(ENTRIES PROVIDED)

◆ ◆ ◆ ◆

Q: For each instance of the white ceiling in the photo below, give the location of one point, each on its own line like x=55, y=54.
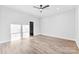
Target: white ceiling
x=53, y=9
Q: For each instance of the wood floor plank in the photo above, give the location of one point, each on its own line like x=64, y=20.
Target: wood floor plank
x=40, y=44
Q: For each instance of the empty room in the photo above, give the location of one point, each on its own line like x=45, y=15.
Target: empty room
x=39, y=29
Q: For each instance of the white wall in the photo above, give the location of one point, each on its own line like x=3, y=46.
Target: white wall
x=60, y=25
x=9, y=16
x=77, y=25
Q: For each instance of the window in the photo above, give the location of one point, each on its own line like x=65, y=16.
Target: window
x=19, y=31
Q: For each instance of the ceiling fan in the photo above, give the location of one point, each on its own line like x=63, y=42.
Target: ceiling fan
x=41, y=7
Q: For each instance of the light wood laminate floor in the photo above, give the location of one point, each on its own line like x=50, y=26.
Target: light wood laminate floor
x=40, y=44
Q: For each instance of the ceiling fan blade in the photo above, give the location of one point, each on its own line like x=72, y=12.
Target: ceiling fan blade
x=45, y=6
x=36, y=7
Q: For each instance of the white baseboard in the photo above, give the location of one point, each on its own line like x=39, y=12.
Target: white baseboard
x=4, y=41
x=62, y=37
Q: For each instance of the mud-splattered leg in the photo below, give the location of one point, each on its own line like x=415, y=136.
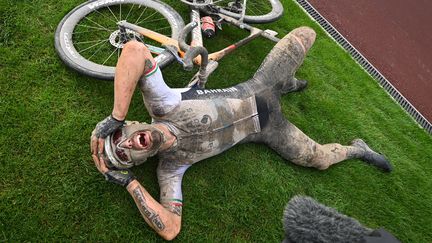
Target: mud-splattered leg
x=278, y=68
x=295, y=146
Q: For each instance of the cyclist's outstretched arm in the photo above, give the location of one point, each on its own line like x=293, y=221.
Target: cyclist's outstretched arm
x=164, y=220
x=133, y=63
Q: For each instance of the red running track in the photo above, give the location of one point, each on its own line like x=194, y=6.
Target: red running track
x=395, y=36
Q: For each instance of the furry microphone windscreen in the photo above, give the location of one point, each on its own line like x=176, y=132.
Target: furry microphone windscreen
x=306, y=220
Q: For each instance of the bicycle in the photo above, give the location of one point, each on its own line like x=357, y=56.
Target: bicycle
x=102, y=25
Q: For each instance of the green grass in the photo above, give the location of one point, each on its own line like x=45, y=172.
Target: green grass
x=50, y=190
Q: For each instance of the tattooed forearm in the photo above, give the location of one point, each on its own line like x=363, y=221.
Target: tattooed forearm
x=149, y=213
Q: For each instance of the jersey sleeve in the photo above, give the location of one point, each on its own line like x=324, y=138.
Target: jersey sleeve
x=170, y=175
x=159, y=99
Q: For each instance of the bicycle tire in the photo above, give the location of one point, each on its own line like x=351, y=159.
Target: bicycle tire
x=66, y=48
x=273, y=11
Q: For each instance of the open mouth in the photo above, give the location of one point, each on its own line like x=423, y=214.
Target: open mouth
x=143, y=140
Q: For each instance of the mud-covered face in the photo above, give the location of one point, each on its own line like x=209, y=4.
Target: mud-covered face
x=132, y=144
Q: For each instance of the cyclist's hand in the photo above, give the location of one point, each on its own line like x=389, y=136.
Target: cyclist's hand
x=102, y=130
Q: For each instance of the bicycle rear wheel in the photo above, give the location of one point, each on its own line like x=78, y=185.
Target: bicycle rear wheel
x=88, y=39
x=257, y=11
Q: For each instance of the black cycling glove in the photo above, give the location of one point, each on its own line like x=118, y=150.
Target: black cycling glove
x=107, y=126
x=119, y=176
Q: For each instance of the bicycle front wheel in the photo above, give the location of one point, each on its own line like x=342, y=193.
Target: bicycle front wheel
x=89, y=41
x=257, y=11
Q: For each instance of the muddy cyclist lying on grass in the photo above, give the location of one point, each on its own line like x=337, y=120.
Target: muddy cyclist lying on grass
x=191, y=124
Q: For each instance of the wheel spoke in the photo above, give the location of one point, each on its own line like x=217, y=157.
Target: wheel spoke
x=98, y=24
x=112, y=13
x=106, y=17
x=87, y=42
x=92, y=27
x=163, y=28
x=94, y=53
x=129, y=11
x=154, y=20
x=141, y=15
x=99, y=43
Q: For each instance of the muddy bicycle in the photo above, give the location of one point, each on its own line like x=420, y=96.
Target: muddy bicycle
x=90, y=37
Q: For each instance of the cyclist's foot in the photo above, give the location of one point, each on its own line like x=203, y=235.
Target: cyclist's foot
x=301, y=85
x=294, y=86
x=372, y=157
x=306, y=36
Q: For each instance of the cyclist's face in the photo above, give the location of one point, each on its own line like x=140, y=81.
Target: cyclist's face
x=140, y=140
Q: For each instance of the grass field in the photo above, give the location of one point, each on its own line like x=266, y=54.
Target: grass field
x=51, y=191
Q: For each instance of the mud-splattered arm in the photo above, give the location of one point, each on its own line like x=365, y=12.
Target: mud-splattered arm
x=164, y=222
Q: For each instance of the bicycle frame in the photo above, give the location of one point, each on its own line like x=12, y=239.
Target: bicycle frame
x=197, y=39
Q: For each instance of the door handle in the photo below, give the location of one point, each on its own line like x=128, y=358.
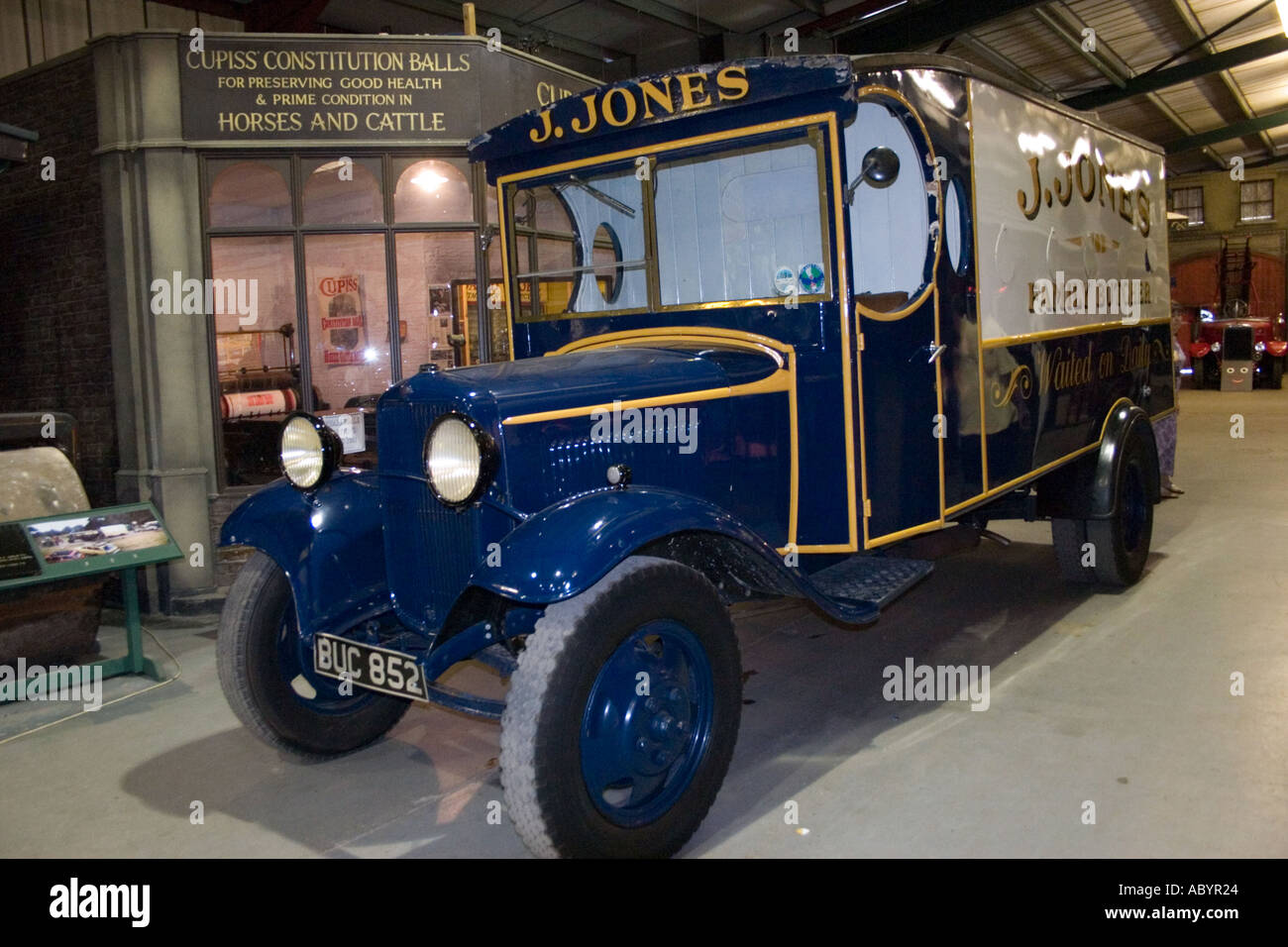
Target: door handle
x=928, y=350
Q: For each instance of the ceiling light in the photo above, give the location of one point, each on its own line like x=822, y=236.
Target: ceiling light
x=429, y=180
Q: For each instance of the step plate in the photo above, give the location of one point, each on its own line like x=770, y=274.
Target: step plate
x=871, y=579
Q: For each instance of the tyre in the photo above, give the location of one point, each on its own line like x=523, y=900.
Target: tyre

◆ ◆ ◆ ◆

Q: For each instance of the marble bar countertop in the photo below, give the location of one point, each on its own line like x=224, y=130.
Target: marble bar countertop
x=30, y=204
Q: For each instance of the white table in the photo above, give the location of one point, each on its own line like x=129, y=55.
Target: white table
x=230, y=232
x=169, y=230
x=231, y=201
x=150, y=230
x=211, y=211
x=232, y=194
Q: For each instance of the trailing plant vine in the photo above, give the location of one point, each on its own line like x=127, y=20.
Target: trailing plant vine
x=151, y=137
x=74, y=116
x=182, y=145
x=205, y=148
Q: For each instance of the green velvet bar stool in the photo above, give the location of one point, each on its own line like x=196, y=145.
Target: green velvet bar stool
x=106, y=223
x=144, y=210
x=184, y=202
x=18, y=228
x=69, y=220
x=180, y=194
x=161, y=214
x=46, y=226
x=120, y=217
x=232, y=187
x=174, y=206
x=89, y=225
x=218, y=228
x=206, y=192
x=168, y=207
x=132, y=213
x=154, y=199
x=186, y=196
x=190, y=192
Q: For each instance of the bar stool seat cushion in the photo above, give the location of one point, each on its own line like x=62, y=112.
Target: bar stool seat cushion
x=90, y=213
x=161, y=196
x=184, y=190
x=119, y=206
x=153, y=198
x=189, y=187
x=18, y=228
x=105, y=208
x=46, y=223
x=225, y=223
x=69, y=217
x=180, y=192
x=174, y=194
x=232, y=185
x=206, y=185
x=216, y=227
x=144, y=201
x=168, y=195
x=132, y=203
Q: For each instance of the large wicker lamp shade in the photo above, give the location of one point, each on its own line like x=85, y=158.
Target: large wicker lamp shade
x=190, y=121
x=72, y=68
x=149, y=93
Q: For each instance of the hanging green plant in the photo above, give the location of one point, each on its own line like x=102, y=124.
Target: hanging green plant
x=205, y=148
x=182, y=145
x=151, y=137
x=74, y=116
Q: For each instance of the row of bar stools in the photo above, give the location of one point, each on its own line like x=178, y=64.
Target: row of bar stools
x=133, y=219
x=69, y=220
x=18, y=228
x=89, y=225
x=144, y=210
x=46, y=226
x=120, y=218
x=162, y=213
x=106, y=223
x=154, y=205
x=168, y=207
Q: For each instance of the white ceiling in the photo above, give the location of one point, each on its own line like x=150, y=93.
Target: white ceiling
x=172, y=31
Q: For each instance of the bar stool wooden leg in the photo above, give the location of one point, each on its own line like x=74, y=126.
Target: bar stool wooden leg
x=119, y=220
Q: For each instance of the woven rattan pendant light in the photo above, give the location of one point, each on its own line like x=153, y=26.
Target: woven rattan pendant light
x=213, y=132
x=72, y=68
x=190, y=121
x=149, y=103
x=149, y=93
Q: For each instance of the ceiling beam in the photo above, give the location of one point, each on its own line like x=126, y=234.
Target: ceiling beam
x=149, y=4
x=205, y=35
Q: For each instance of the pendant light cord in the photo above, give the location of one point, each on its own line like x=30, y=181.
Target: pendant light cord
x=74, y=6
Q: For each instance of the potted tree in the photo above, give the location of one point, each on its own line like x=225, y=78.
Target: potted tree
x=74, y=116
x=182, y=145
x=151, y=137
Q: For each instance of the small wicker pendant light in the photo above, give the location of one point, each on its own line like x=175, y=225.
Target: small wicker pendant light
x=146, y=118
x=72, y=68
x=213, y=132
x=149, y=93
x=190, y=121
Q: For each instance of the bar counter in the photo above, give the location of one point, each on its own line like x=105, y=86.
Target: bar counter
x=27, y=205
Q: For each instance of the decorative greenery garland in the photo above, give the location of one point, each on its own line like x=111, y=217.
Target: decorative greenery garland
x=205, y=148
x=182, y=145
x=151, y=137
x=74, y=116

◆ ◆ ◆ ◆

(PROBLEM) Repeat the rows from the line with "Q: For each instance of the bicycle tire" to the line with "x=102, y=130", with both of those lines included, and nothing else.

(RESPONSE)
Q: For each instance of the bicycle tire in the photo above, give the location of one point, each on its own line like x=351, y=159.
Target: bicycle tire
x=66, y=48
x=273, y=11
Q: For each instance of the open mouth in the photo above, give the location of one point, each on its own line like x=423, y=214.
Target: open mouth
x=143, y=140
Q: For each instance of the mud-covered face in the photo above, give the location of one point, each on its own line like x=209, y=4.
Target: mud-covered face
x=132, y=144
Q: For each instance of the cyclist's hand in the photo above, give the location of one point, each on its own line like x=389, y=136.
Target: cyclist's hand
x=102, y=130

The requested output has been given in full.